**Extracted data entries**:
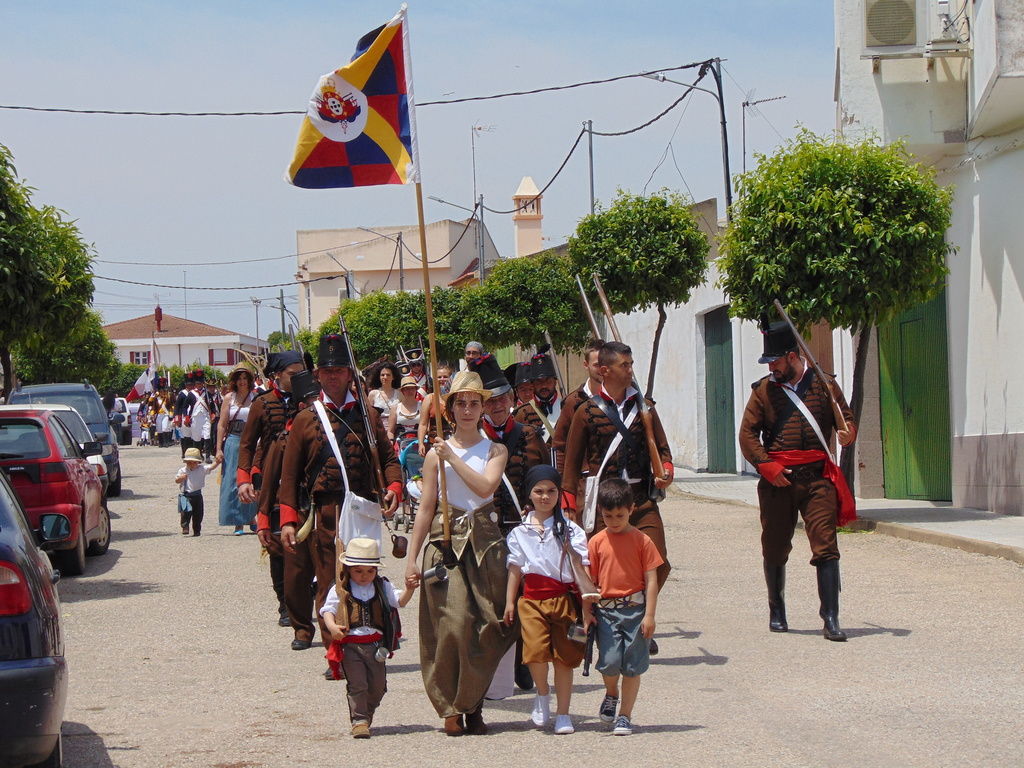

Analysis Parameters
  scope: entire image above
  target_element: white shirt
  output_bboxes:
[440,439,492,511]
[320,578,401,637]
[506,512,589,583]
[189,388,213,441]
[176,462,215,493]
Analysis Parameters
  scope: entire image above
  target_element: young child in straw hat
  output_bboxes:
[175,446,221,536]
[320,538,415,739]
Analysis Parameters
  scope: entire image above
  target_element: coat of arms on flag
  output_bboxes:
[286,5,418,189]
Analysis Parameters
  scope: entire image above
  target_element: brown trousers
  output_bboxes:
[341,642,388,725]
[758,476,840,566]
[590,498,671,589]
[283,509,322,645]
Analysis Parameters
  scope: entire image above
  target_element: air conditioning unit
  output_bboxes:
[862,0,927,57]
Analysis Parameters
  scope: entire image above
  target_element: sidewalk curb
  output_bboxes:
[849,517,1024,566]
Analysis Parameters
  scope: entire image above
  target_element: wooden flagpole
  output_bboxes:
[414,182,455,565]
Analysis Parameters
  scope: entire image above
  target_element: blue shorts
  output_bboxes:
[594,603,649,678]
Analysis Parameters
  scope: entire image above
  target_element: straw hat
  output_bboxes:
[183,447,203,463]
[399,375,418,389]
[342,538,383,567]
[443,370,491,420]
[229,363,253,382]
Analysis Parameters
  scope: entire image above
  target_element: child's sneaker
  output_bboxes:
[554,714,574,734]
[599,694,618,723]
[612,715,633,735]
[531,692,551,726]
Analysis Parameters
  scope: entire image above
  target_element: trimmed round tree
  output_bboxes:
[719,130,955,481]
[568,189,709,398]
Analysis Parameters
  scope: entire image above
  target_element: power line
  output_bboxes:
[95,274,340,290]
[0,61,710,117]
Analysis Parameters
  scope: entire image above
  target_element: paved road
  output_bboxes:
[59,443,1024,767]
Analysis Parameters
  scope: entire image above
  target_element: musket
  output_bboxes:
[592,275,669,484]
[543,331,566,398]
[772,299,849,432]
[582,620,597,677]
[336,313,391,517]
[576,274,601,338]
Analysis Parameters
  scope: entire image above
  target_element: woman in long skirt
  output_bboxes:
[216,364,257,534]
[405,370,517,736]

**WHAT YOU WILL DO**: Please set down every line of the data above precisely, dropping the images.

**WRITTEN RESPONSE**:
Analysis Parameters
  scope: entire image above
  target_element: white shirt
  output_bboxes:
[440,439,492,511]
[320,578,401,637]
[506,512,589,583]
[189,388,213,441]
[176,462,215,493]
Analysis Parameters
  scope: entire image above
  target_element: young child in straw hat
  output_bboxes:
[175,446,221,536]
[320,538,415,739]
Analysis Parameters
  scope: entire image above
  target_element: coat of arms on flag
  output_bboxes:
[286,5,418,189]
Analysis Parameters
  scope: entire image above
  target_element: brown trousers
  output_bboxes:
[341,642,388,725]
[758,476,840,566]
[590,498,671,589]
[283,509,322,645]
Analysis Parameters
  scope: entire image above
  target_element: air conditioning unit
  output_bboxes:
[862,0,927,57]
Analysis Parameters
  scope: entire image above
  target_element: sidewalk curb
  output_bboxes:
[849,517,1024,566]
Analysis Parameters
  scope: entire image above
  target_element: wooden flagpole
  output_bboxes:
[414,182,455,565]
Analysis Parameters
  scope: entire image above
  target_element: blue shorts
  output_bboxes:
[594,603,649,678]
Analysis Parameters
  scope: entire image above
  target_element: straw hat
  output_bboxes:
[183,447,203,463]
[399,375,418,389]
[342,538,383,567]
[443,370,491,420]
[229,363,253,382]
Analysis Parameters
  scope: entire image above
  target_element: child's sneaker
  output_bboxes:
[554,714,574,734]
[599,694,618,723]
[612,715,633,735]
[531,692,551,726]
Analysis Parameters
  scope: entire image above
  target_element: trimmed round tree
  output_bboxes:
[719,130,955,481]
[568,189,709,398]
Analysis Parameters
  scope: entire image above
  target_element: power line
  output_bboxes:
[95,274,340,290]
[0,61,710,117]
Analysis Parameters
  scope: entire image above
  target_element: paved road
  output_bboxes:
[59,443,1024,767]
Analysis Parameters
  scope: entire image above
  target_element: musket
  output_bboxes:
[592,275,669,484]
[543,331,566,398]
[772,299,849,432]
[582,620,597,677]
[336,313,391,517]
[576,274,601,338]
Analysis Parameters
  scope: entire image above
  target_element: woman in long skirt
  output_bboxes:
[216,364,257,534]
[405,370,517,736]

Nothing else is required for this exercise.